Object location annotation data
************
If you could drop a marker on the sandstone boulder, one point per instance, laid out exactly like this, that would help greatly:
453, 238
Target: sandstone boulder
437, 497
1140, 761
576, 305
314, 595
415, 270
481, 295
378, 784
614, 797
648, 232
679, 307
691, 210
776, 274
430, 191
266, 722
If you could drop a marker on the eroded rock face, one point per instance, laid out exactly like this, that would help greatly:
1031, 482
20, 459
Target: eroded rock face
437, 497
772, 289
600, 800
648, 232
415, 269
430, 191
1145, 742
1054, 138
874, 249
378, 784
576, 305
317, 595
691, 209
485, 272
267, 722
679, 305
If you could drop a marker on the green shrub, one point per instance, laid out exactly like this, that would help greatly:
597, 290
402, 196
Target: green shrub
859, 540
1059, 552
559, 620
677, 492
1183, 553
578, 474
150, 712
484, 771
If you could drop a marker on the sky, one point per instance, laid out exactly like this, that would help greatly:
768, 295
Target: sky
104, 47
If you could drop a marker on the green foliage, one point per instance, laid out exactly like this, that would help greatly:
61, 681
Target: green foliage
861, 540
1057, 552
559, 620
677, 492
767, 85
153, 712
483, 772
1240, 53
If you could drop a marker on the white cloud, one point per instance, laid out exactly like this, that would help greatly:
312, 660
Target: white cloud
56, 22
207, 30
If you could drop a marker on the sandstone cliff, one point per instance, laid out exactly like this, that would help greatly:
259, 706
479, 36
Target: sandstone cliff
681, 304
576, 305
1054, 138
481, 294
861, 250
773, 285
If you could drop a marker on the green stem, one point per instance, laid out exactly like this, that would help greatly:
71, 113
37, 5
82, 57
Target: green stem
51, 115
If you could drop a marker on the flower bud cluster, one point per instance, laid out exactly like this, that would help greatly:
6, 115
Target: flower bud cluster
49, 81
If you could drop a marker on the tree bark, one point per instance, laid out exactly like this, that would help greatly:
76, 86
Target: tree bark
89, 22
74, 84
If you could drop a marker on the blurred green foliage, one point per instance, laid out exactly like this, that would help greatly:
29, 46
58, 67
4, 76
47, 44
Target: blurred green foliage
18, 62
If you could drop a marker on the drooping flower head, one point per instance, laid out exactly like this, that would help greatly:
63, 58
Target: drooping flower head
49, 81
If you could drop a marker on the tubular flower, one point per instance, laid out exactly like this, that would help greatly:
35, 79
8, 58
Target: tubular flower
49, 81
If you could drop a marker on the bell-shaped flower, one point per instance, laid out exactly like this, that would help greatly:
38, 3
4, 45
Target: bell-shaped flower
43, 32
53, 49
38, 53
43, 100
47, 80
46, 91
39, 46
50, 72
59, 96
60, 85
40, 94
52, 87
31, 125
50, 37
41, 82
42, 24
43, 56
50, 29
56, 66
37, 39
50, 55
************
[GOAL OF THE EXERCISE] Please copy the rows from the line that has "If you could drop a marker on the flower" through the end of the rows, leaving every line unchanged except the answer coordinates, each of which goes up by 59. Keep the sample numbers that come before each "Target" line unchanged.

[CORRECT RESPONSE]
If you could drop a marker on the flower bud cluster, one point per instance, laid out exactly like this, that would help greatly:
6, 115
Target: flower bud cluster
108, 140
If you could drop a marker on the tree bark, one point per instance, laid out exactly like this, that would help greatly:
76, 86
Target: tree bark
148, 81
133, 143
If you could drop a marker on the blurred green foliage, one point per instance, laid out exactly like this, that would help greatly:
29, 46
58, 67
4, 76
47, 44
Target: blurred green foliage
77, 121
If you could drop a marker on the drooping flower head, one point per instance, laid out exactly like this, that would help greatly:
63, 58
Target: drooping flower head
108, 140
If you could drop a marker on the tubular flower, one point per instance, laid out exactly like this, that would help greatly:
35, 79
8, 58
Target: tubular flower
108, 140
If you could drop a marker on the bell-shaped flower, one point per instance, laid out exactly like this, that would help greatly:
38, 3
4, 45
Target: bell-shaped flower
102, 91
112, 108
97, 112
102, 159
106, 139
105, 150
98, 105
109, 131
118, 155
119, 144
99, 153
111, 146
90, 184
109, 96
100, 141
101, 83
102, 115
109, 88
115, 125
96, 98
109, 114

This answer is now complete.